▶ Task objective: Convert the lines below into a Markdown table with the columns Number and Line, leaving out any blank lines.

(Dataset items)
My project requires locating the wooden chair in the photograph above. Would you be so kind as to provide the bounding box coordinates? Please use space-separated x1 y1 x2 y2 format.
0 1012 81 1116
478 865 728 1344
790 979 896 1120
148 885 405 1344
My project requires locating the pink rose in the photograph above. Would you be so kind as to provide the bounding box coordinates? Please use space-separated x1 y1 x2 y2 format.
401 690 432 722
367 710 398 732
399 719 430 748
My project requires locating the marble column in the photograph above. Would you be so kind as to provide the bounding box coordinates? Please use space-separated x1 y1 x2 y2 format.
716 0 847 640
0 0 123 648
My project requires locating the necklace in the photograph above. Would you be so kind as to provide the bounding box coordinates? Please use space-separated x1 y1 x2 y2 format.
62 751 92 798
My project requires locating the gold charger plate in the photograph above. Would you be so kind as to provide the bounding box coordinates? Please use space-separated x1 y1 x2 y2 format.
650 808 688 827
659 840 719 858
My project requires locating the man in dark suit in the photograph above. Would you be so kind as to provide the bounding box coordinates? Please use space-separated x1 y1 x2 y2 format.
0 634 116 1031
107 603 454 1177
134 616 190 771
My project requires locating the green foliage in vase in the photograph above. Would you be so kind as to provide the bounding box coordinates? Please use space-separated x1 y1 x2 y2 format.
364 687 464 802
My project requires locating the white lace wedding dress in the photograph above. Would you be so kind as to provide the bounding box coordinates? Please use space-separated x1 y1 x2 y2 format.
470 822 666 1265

▶ Written reply:
| Number | Line |
|---|---|
| 1 | My project requires locating the wooden chair in the photograph above. Would you be so kind as to provide the bounding box coordinates? Please use space-separated x1 y1 x2 y2 format. |
| 2 | 0 1012 81 1116 |
| 3 | 478 865 728 1344 |
| 4 | 790 979 896 1120 |
| 5 | 148 885 405 1344 |
| 6 | My project requires locating the pink rose in the photograph above. Would you be so kind as to provide the bounding box coordinates? Please use space-separated x1 y1 x2 y2 format. |
| 7 | 401 690 432 722 |
| 8 | 367 710 398 732 |
| 9 | 399 719 430 748 |
| 10 | My project requires locating the marble column in the photograph above. Would you be so kind as to provide the bounding box coordinates? Please use space-separated x1 y1 x2 y2 format. |
| 11 | 716 0 847 640 |
| 12 | 0 0 123 648 |
| 13 | My project requires locating the necklace in the photograph above. Would you be so kind as to provide the bounding box coordinates? Please use space-separated x1 y1 x2 y2 format. |
| 14 | 62 751 92 798 |
| 15 | My project requires locating the gold charger plate in the photograph above. Would you be so kind as to provide the bounding box coordinates? Please use space-separated x1 y1 x2 y2 format. |
| 16 | 650 808 688 827 |
| 17 | 659 840 719 858 |
| 18 | My project requires locating the man in dark suit in the photograph above. Would you be so kind as to provide the bounding box coordinates? Please use space-separated x1 y1 x2 y2 format. |
| 19 | 0 634 116 1031 |
| 20 | 107 603 454 1177 |
| 21 | 134 616 190 771 |
| 22 | My project requires locating the green foliage in vase in the photograph above. Would you be so kind as to provide the bounding box coordinates? Please use space-separated x1 y1 x2 y2 format. |
| 23 | 364 687 464 802 |
| 24 | My project requires locating the white lace wedding dress in the photograph above. Would you be so kind as to provide the bounding box coordinates? Please use space-separated x1 y1 x2 y2 format. |
| 25 | 470 822 666 1265 |